▸ **Task to complete**: According to the forum thread about central Australia, why is the first post's photo unusual? Answer in one to three sentences.

▸ **Provided passage**:
^^^^^^^^

This is the heart of Australia - a land that is very sparsely populated and where water is in scarce supply. This photo illustrates the typical colouring of the interior.* It is unusual in that there is abundant grass after a couple of years when it rained. *Usually the ground is mostly red dust and spinifex.

Perhaps climate change might benefit some areas.


----------



## Warrigal (Apr 11, 2021)

There are always winners and losers as when it comes to changing climate. The centre of Australia long ago was under water and the land was covered in rain forest. Then it began to dry out and dry sclerophyll bush land developed, along with the fauna that could take advantage of grasslands.


----------



## Aunt Marg (Apr 12, 2021)

Warrigal said:


> While a lot of Australia is arid, there is  fertile land to be found.
> I'm not sure were this photo was taken but I suspect it is somewhere on the east coastal region


What a gorgeous picture!


----------



## Alligatorob (Apr 16, 2021)

Never been to Australia, but it is at the very top of my bucket list.  

What I have in mind is renting a small RV for a month or so and trying to see a lot of the country.  I hope to do it one day, unfortunately I don't think my wife shares my feelings on this one, and going it alone seems less likely.  I know that if I want it to happen I just need to do it!

Thanks for the pictures!


----------

^^^^^^^^

▸ **Dataset section**:
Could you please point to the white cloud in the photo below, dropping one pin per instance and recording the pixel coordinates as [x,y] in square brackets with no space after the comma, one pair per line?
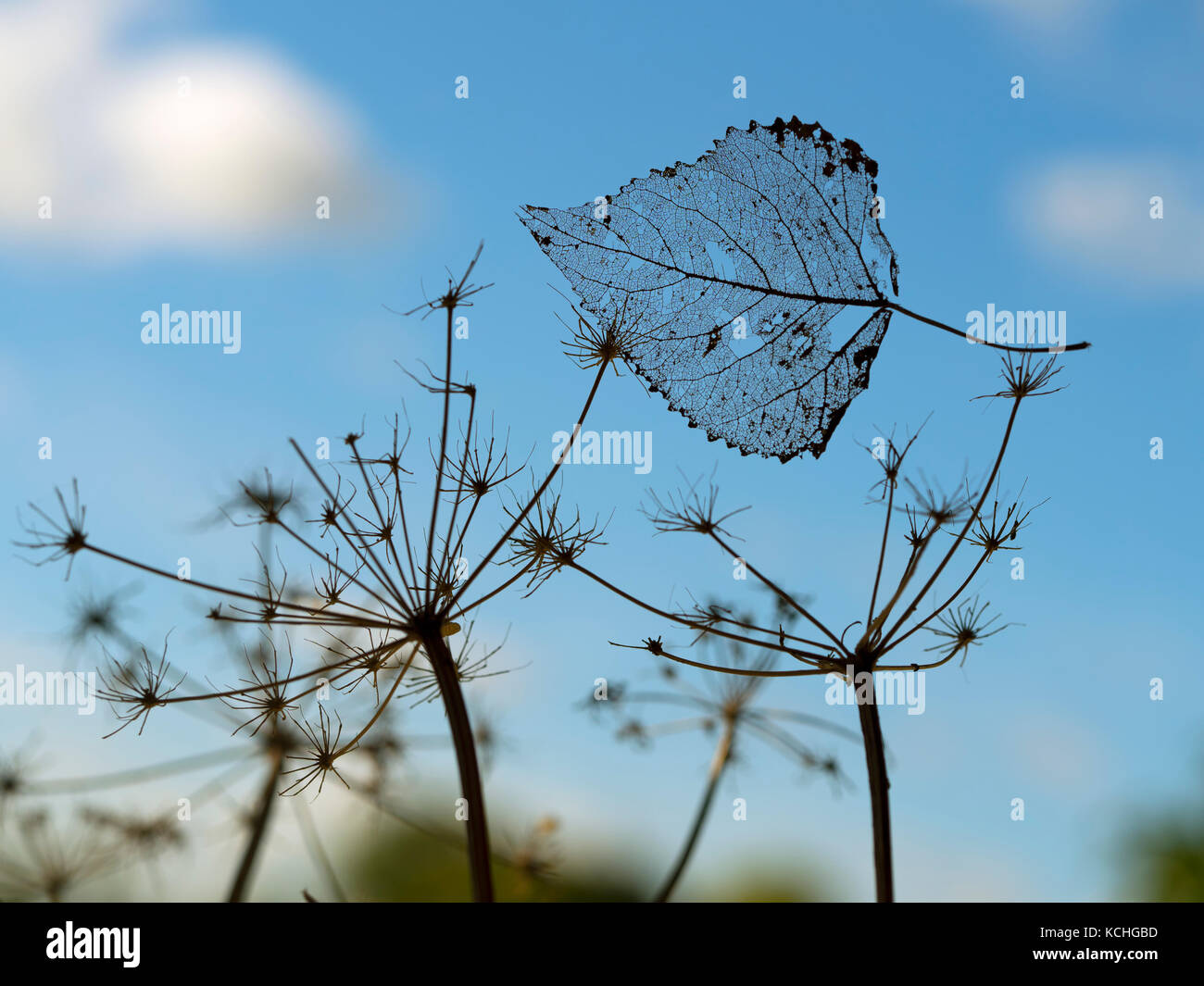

^^^^^^^^

▸ **Reply**: The photo is unusual because it shows abundant grass, which grew after a couple of years when it rained. Usually the ground there is mostly red dust and spinifex.